[Natural language region descriptions]

──────────

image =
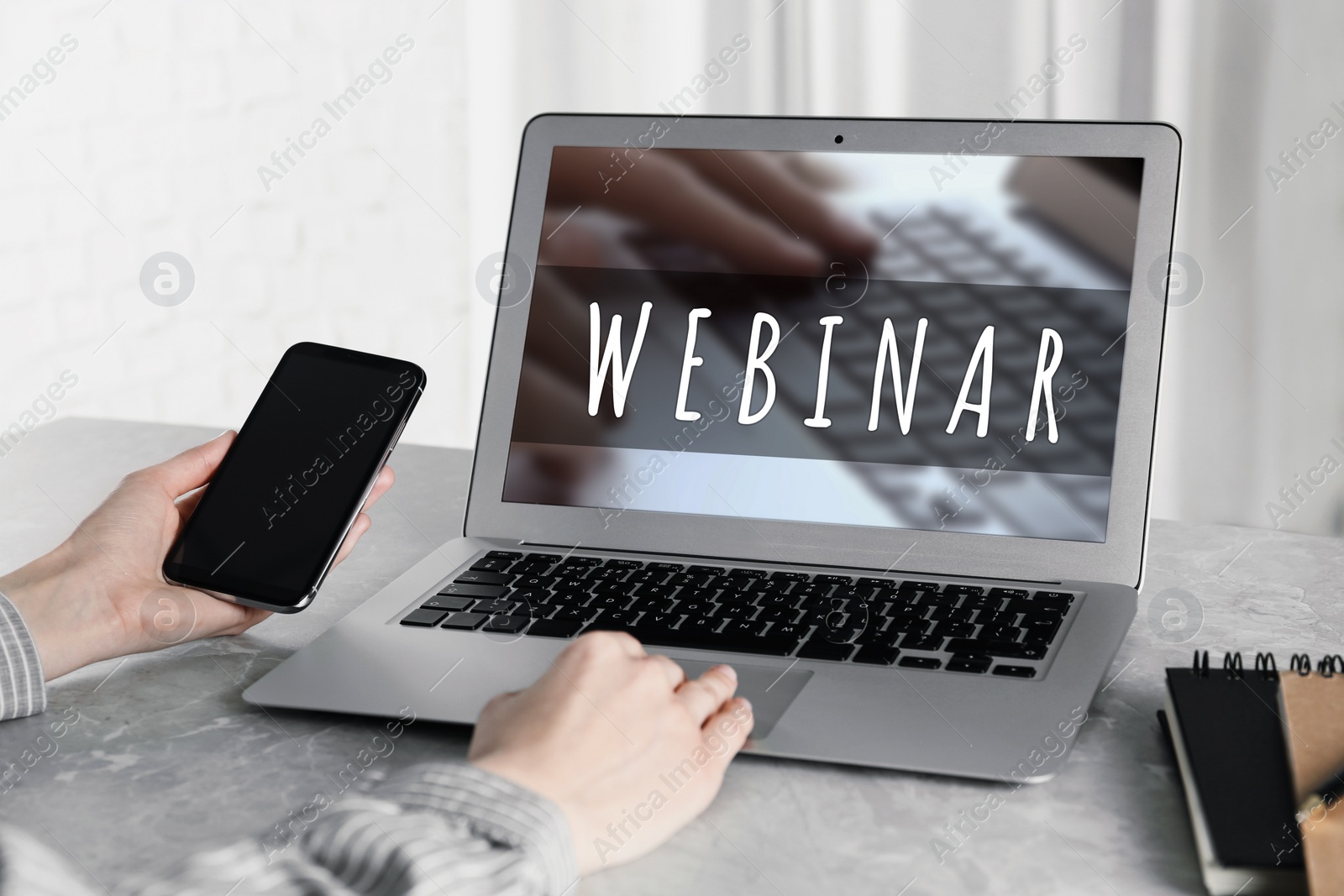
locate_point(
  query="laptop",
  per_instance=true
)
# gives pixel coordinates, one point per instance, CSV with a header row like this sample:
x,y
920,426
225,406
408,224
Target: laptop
x,y
862,407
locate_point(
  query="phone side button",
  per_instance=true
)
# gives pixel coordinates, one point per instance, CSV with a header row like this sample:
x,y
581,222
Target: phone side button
x,y
465,621
423,618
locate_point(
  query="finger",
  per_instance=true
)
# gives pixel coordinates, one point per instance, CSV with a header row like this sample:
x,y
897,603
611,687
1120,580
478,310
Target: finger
x,y
382,484
195,616
706,694
768,187
362,524
727,730
192,468
674,671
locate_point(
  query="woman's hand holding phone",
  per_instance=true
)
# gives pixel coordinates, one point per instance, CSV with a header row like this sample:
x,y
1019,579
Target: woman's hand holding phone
x,y
101,593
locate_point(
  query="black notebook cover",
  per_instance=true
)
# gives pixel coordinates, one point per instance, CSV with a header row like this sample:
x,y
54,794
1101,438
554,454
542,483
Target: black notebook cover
x,y
1234,741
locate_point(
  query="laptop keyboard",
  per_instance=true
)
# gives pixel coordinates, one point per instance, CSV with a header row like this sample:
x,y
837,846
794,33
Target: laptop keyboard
x,y
880,621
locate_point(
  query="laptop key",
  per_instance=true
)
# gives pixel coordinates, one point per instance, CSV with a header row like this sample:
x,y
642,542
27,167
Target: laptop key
x,y
976,663
877,654
555,627
506,624
488,564
535,582
914,641
611,602
581,614
886,638
823,649
474,590
998,633
423,618
608,574
779,614
467,621
440,602
655,591
909,625
497,605
615,621
484,578
743,627
954,629
701,626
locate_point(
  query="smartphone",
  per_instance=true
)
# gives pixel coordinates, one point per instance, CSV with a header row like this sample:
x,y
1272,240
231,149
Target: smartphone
x,y
270,521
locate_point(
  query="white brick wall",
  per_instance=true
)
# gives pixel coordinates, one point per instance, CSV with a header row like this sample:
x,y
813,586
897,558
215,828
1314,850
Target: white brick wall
x,y
167,107
160,118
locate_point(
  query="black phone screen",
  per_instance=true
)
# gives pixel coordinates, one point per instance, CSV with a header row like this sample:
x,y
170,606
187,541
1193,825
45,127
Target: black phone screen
x,y
272,517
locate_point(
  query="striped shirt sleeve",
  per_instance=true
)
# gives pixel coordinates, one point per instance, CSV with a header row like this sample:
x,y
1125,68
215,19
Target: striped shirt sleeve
x,y
433,829
22,688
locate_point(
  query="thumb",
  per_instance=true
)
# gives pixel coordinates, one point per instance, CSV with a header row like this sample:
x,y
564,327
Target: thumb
x,y
192,468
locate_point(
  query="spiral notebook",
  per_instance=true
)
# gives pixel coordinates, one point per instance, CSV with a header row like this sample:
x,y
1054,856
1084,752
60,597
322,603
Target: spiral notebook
x,y
1241,772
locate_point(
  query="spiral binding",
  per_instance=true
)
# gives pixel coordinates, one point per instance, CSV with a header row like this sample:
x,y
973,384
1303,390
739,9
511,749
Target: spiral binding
x,y
1328,667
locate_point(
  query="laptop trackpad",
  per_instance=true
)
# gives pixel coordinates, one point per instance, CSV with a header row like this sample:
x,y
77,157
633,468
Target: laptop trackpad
x,y
769,689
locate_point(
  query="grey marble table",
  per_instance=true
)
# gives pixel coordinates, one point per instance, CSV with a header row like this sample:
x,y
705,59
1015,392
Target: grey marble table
x,y
167,758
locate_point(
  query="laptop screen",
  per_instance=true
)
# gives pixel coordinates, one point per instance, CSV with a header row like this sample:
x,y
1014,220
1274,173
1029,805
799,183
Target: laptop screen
x,y
858,338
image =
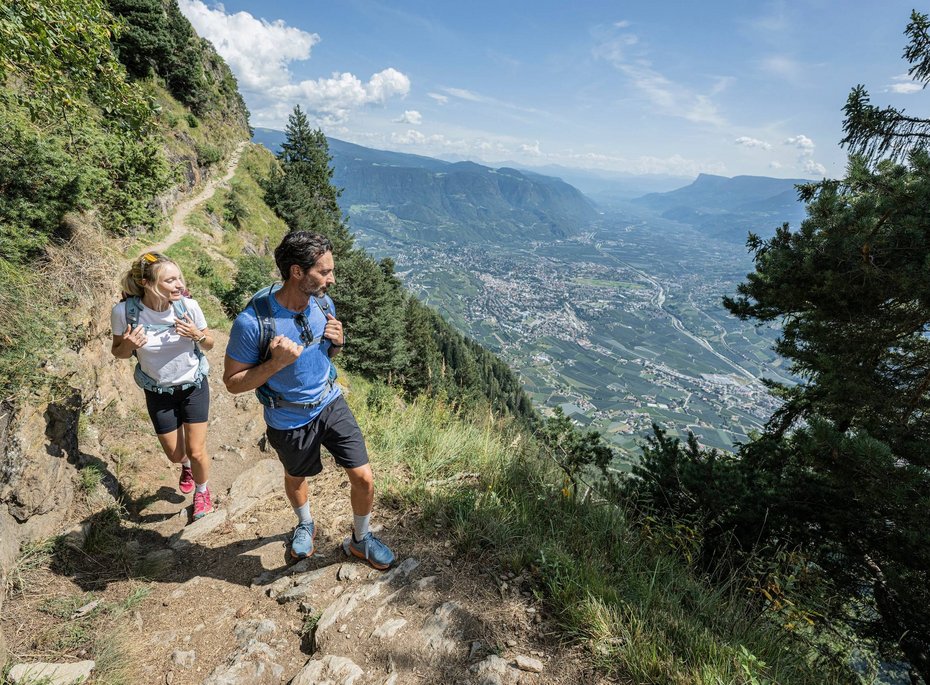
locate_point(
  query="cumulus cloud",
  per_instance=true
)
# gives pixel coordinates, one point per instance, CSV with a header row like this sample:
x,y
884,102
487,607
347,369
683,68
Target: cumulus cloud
x,y
803,143
465,94
410,116
746,141
620,49
814,169
783,67
259,53
904,85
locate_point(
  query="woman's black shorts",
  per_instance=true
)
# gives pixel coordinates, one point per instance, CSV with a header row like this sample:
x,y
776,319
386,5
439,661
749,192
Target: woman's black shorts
x,y
171,409
335,429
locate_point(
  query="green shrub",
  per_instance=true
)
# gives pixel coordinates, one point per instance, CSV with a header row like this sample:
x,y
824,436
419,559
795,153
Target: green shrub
x,y
208,154
254,273
234,210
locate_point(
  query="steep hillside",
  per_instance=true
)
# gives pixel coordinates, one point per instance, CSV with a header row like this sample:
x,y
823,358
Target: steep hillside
x,y
420,199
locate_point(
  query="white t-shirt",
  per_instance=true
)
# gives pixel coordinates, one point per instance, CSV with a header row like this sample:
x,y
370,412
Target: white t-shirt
x,y
167,358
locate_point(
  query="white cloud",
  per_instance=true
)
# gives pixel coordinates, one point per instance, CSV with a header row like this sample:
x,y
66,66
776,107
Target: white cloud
x,y
783,67
904,85
259,52
409,137
803,143
668,97
333,99
814,169
746,141
466,95
410,116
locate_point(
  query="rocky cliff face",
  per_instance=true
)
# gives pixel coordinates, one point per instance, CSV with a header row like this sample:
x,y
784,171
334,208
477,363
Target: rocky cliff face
x,y
41,444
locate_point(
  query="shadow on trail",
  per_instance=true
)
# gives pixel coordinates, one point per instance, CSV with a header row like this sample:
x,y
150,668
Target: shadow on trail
x,y
116,544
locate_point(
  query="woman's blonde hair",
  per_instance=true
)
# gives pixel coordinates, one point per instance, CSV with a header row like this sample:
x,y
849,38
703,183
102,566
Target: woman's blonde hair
x,y
143,276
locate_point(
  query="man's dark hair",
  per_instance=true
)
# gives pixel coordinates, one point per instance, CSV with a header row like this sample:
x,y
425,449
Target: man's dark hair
x,y
302,248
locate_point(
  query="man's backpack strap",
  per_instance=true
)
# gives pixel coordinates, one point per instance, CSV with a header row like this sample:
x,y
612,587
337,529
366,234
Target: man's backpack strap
x,y
264,312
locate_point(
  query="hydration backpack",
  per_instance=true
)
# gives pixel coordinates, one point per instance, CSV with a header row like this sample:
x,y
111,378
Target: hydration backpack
x,y
264,312
143,380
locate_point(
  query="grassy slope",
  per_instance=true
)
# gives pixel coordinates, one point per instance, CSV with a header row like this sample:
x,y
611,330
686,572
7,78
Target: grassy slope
x,y
619,588
611,585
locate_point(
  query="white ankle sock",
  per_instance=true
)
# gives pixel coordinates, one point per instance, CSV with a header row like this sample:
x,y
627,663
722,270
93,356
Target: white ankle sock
x,y
303,512
360,526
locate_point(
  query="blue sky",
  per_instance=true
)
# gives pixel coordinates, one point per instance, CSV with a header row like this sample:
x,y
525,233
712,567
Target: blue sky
x,y
643,87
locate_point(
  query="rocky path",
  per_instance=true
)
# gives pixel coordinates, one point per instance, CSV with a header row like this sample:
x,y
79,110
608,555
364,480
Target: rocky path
x,y
230,610
223,608
220,605
184,209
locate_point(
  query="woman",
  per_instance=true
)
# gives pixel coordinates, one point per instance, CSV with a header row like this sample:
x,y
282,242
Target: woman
x,y
167,332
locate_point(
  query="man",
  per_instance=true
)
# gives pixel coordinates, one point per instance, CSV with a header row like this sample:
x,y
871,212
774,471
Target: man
x,y
306,408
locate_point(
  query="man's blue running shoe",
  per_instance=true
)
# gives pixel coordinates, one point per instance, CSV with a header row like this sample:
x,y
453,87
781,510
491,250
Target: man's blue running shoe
x,y
371,549
301,542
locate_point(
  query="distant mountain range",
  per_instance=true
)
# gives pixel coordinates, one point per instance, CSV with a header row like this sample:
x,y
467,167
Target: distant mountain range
x,y
417,199
412,198
729,208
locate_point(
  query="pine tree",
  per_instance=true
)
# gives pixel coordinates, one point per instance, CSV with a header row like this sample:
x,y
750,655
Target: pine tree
x,y
878,132
301,190
371,303
842,470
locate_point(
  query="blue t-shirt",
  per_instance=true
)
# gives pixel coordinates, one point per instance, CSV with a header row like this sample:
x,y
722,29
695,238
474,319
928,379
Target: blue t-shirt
x,y
306,380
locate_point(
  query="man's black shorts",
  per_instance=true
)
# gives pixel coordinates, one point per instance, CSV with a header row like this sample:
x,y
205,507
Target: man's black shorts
x,y
169,410
334,428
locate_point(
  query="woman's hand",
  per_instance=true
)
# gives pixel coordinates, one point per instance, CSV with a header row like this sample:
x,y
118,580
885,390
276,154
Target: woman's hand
x,y
134,338
186,328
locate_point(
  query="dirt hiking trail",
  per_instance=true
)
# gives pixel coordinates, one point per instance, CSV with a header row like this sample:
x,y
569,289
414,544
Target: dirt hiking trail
x,y
217,604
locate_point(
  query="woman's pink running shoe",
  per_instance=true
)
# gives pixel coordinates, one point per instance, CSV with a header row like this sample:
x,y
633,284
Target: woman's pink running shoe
x,y
186,482
203,505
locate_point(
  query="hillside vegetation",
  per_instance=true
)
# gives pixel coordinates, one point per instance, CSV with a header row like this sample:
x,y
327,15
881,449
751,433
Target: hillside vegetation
x,y
109,125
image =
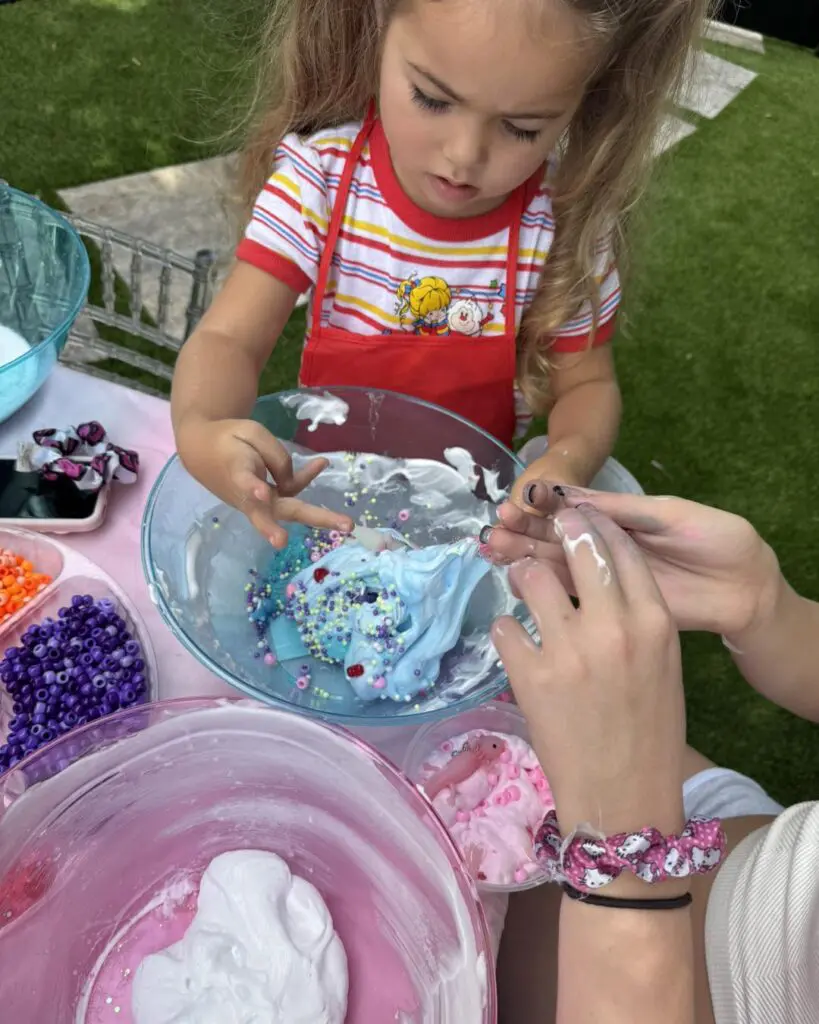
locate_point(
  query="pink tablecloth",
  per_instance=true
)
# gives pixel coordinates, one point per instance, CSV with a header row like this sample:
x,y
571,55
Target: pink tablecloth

──────────

WHAT YOU ARE ASKED TO DO: Your reply must be one number, namely the count of lines above that hold the string "tablecloth".

RESPONSE AREA: 2